GIVEN TASK » Retype the material from the line with "Retail shelf audit — identify every black nose" up to and including the line with "475, 232, 494, 245", matching it character for character.

TASK MATERIAL »
◇ ◇ ◇
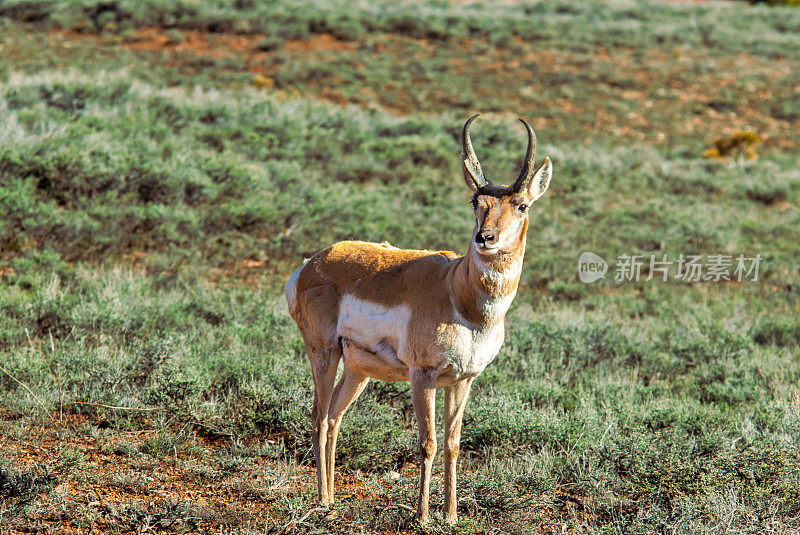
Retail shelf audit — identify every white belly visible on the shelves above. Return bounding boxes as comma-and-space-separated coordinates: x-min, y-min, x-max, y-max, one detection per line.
336, 294, 411, 364
439, 318, 505, 378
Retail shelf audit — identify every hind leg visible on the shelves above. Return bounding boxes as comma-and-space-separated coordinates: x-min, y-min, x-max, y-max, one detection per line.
309, 347, 341, 506
325, 361, 369, 502
292, 284, 342, 506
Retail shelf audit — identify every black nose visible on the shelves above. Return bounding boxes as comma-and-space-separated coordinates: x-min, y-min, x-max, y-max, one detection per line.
475, 232, 494, 245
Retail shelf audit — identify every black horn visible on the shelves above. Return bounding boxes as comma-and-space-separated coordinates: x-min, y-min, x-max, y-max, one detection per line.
512, 119, 536, 192
461, 114, 492, 191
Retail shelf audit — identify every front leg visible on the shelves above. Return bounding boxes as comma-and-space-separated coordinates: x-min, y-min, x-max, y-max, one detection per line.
444, 377, 474, 524
411, 369, 438, 524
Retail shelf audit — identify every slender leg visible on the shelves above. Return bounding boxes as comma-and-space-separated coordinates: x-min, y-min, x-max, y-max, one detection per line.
326, 368, 369, 503
444, 377, 474, 524
411, 370, 438, 524
309, 348, 341, 506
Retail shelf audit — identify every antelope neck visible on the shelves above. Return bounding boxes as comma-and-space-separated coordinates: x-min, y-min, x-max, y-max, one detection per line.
451, 239, 525, 326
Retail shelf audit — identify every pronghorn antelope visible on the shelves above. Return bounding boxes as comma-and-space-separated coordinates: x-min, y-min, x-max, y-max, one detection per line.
286, 115, 552, 523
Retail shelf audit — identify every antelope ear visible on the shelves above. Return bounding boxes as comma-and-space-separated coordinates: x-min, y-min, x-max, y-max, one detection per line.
526, 156, 553, 202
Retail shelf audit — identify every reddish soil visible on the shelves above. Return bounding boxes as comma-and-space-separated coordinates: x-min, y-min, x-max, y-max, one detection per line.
45, 28, 800, 153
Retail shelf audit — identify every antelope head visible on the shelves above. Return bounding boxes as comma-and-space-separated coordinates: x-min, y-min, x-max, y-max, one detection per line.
461, 115, 553, 256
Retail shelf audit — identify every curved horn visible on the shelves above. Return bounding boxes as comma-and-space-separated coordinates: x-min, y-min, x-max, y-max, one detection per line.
511, 119, 536, 192
461, 113, 492, 191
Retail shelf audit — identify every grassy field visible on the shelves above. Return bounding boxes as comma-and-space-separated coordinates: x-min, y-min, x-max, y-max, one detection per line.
0, 0, 800, 534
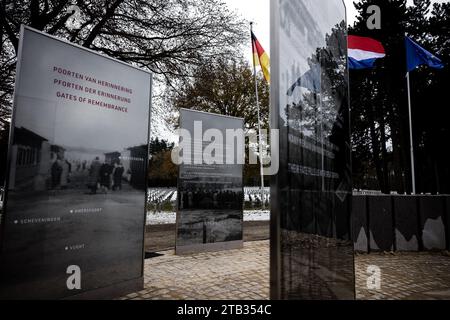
◇ ◇ ◇
WRITTEN ANSWER »
Retail shelf audit — identify every black nose visible on the shelves above. Return bounding boxes as comma-and-space-separated coordinates: x-min, y-min, x-max, y-max, one detection per line.
475, 232, 494, 245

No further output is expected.